Object position labeling entries
----
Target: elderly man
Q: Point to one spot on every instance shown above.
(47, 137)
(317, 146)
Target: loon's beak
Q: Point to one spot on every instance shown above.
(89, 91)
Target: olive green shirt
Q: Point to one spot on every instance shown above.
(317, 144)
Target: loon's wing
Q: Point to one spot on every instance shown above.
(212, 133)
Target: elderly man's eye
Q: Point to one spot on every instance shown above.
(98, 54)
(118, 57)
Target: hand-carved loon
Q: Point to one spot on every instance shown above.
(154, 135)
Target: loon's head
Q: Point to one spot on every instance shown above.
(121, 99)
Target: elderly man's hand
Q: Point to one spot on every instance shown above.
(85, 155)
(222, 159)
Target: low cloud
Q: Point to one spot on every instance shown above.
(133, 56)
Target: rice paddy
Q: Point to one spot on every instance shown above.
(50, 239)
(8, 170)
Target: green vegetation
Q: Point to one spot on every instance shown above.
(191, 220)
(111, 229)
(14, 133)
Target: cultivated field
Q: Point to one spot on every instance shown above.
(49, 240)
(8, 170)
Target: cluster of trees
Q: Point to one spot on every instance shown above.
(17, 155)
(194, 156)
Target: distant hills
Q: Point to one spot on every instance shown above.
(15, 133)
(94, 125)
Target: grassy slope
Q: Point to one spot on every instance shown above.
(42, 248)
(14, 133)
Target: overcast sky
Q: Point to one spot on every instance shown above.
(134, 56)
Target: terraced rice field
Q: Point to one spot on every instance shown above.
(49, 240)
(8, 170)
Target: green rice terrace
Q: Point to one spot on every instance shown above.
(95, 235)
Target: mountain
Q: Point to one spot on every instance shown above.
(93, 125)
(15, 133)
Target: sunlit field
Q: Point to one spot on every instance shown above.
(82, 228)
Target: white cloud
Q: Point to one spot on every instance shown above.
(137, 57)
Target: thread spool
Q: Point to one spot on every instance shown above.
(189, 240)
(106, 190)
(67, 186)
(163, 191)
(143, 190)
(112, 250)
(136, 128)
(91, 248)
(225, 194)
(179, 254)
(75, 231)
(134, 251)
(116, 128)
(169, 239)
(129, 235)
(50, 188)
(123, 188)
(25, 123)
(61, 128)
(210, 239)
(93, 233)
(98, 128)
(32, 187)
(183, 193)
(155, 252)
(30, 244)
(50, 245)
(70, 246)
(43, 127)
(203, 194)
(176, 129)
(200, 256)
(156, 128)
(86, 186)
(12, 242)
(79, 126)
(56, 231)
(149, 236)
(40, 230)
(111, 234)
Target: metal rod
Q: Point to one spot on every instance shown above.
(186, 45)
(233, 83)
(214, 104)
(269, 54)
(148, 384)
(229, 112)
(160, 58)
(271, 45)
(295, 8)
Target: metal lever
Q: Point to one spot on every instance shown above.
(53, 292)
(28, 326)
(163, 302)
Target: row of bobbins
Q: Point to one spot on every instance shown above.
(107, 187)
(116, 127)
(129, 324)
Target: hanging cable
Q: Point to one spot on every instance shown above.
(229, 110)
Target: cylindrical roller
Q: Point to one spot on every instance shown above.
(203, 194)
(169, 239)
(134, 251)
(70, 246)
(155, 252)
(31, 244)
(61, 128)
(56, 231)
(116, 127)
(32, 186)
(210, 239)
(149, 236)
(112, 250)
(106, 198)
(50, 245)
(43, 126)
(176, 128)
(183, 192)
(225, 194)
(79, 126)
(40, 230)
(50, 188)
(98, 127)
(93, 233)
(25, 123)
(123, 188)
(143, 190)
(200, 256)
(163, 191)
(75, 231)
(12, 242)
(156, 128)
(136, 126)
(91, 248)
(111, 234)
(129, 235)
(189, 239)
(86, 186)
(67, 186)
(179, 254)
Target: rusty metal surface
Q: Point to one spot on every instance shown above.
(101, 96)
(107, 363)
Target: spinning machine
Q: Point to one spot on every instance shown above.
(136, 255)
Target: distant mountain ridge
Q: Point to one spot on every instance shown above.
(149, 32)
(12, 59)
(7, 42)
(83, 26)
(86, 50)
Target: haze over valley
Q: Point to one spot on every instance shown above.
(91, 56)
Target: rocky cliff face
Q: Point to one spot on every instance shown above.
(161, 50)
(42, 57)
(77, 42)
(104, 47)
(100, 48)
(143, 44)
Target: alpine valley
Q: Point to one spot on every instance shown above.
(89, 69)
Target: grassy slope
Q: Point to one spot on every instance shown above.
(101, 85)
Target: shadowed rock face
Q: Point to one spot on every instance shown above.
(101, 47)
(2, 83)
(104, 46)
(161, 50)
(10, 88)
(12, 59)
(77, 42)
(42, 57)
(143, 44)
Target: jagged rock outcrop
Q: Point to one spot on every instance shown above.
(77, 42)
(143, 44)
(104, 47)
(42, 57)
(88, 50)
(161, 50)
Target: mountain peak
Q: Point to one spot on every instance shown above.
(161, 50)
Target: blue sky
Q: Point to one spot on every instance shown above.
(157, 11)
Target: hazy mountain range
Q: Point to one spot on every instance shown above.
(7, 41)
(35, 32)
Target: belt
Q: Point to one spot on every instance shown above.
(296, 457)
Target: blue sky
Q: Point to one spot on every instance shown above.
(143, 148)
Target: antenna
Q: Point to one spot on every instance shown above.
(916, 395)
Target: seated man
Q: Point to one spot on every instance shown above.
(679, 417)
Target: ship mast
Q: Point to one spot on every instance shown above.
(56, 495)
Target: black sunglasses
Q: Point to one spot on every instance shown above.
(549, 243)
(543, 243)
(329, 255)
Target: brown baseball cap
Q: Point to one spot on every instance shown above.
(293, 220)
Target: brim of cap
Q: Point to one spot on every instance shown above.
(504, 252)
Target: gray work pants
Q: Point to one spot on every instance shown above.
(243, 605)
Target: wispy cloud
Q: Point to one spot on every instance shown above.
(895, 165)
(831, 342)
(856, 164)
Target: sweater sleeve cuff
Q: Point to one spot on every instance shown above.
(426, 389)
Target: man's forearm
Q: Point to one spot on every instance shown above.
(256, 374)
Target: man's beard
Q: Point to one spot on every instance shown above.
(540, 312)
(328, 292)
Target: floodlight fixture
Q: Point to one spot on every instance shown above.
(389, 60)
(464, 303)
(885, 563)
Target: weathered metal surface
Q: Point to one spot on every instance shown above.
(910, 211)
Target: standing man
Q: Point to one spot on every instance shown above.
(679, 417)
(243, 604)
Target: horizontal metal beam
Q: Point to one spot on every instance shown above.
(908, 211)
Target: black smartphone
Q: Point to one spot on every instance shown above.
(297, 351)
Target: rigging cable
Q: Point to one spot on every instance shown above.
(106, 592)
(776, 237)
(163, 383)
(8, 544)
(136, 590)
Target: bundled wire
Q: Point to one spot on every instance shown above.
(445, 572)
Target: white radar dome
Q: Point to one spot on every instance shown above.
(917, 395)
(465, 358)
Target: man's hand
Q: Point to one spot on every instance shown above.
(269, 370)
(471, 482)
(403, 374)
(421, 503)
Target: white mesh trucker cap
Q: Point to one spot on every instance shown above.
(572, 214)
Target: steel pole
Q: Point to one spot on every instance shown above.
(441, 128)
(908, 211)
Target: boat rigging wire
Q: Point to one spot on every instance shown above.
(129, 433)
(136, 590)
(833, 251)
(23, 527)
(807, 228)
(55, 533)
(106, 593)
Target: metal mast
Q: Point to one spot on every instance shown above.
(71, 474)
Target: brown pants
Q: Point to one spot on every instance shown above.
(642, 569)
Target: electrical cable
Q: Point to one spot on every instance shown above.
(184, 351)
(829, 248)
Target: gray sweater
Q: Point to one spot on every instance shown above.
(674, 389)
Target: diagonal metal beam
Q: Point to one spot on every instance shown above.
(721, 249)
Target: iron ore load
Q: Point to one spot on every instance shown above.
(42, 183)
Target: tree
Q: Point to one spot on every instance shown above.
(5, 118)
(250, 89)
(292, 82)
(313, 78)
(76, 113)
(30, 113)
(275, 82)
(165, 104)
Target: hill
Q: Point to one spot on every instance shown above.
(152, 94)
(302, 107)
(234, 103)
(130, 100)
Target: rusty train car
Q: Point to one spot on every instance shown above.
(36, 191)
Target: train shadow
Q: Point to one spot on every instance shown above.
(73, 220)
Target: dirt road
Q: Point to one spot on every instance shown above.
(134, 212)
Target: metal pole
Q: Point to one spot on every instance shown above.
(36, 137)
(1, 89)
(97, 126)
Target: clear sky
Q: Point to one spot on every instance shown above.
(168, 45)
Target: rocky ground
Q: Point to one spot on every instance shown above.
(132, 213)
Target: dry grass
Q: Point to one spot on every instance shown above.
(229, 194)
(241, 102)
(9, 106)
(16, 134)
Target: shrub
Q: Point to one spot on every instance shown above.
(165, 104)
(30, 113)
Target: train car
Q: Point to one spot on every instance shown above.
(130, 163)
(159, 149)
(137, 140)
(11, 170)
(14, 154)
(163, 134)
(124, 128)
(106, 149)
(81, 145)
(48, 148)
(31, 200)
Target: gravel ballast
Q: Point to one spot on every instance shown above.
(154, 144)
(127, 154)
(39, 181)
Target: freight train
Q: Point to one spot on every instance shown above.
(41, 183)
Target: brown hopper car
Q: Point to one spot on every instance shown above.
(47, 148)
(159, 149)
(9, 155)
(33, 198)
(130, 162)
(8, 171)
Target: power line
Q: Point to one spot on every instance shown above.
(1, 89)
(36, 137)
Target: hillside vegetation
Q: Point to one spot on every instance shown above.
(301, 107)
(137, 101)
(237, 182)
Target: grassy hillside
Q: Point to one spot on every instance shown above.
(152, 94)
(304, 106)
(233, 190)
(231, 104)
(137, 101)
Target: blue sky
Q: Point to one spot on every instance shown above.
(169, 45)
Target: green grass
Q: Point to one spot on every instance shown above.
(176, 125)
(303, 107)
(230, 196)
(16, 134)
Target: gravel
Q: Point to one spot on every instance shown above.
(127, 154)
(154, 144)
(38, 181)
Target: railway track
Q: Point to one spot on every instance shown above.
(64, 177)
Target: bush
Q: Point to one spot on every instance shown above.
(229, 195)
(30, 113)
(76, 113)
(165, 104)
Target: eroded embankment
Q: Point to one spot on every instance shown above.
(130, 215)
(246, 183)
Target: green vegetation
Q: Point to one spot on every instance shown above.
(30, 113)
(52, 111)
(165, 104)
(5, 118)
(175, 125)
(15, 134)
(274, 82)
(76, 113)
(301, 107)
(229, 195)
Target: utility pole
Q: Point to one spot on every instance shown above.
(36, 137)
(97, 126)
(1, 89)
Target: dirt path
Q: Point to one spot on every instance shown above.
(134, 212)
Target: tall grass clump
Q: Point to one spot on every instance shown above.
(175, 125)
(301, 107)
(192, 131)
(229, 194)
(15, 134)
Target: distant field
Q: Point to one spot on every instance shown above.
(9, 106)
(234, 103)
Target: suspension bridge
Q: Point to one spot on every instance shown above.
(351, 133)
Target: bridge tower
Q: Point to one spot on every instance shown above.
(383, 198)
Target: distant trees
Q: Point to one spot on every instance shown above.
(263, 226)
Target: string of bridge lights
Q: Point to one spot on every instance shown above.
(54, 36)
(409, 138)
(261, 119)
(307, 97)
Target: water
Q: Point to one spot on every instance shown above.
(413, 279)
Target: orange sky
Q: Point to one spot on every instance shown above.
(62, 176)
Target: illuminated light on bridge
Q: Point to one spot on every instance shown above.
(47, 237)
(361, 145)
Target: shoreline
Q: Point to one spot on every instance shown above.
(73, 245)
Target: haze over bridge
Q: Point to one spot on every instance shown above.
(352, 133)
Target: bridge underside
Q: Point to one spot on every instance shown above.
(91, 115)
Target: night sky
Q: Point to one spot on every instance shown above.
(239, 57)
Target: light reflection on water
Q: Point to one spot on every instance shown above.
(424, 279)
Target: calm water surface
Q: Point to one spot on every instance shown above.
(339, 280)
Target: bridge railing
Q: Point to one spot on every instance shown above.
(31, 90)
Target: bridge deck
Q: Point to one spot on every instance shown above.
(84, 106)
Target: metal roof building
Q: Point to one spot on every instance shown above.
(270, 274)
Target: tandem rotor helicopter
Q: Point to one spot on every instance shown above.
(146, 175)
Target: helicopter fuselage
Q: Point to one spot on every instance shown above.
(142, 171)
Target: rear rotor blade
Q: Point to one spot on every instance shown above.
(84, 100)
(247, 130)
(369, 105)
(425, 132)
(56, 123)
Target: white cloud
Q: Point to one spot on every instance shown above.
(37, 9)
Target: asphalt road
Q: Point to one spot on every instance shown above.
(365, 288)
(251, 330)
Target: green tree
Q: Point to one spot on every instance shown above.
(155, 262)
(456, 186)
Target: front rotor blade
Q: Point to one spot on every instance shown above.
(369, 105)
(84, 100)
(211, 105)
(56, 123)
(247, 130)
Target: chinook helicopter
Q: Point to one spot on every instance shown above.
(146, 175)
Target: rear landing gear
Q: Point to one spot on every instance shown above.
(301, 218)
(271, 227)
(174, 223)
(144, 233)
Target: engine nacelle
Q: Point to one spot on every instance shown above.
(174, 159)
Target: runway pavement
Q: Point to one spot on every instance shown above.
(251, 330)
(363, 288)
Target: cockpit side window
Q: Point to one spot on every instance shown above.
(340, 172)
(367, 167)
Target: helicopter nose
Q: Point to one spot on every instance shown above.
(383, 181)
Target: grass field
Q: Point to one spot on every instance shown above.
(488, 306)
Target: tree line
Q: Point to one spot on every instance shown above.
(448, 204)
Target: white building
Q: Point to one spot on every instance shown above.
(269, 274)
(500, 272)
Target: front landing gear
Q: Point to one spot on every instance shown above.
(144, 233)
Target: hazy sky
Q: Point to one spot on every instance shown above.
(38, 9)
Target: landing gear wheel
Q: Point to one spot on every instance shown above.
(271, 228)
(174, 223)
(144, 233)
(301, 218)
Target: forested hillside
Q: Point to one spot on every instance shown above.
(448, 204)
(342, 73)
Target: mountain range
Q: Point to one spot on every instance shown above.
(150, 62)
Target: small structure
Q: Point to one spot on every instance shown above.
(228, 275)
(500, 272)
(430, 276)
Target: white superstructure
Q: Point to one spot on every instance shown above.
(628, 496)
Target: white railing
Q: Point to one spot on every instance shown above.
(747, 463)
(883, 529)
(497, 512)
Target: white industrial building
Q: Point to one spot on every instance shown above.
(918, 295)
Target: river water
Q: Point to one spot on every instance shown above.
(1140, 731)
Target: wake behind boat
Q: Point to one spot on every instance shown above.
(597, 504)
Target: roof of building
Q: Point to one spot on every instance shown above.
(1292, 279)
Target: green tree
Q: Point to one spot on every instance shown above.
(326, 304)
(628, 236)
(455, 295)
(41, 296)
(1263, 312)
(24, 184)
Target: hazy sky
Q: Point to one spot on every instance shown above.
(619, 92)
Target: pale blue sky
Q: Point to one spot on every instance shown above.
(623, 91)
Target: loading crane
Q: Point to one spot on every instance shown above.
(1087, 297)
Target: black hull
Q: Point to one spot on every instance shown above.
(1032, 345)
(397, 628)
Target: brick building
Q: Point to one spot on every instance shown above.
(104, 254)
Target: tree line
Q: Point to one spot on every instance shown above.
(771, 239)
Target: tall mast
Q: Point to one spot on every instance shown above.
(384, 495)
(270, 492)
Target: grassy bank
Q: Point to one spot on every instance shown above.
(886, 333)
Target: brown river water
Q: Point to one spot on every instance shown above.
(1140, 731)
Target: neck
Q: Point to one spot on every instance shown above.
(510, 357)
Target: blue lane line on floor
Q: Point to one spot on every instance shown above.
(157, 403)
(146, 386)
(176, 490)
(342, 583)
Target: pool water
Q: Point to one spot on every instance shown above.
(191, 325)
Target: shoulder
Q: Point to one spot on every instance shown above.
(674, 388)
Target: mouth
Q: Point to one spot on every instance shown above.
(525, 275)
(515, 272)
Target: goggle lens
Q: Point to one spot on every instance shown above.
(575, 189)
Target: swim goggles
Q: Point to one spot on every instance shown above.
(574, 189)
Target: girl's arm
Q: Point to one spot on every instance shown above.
----
▶ _Task description_
Set down nothing but the lines from the one with "Target: brown river water" through the end of the records, keeping each line exactly as written and including both ends.

▶ _Correct answer_
Target: brown river water
Q: Point to one spot on every instance shown above.
(1140, 731)
Target: neck
Q: Point to one spot on every instance shown above.
(510, 357)
Target: blue lane line on floor
Q: Point to one spot on every instance shown above.
(157, 403)
(146, 386)
(176, 490)
(342, 583)
Target: pool water
Q: Point to one spot on every instance shown above.
(191, 325)
Target: shoulder
Q: Point to one spot on every instance shown above.
(674, 388)
Target: mouth
Q: Point to one spot on every instance shown above.
(525, 275)
(515, 272)
Target: goggle lens
Q: Point to one spot on every instance shown above.
(575, 189)
Target: swim goggles
Q: Point to one spot on every instance shown above.
(574, 189)
Target: girl's arm
Q: Point to one spot on every instance shown above.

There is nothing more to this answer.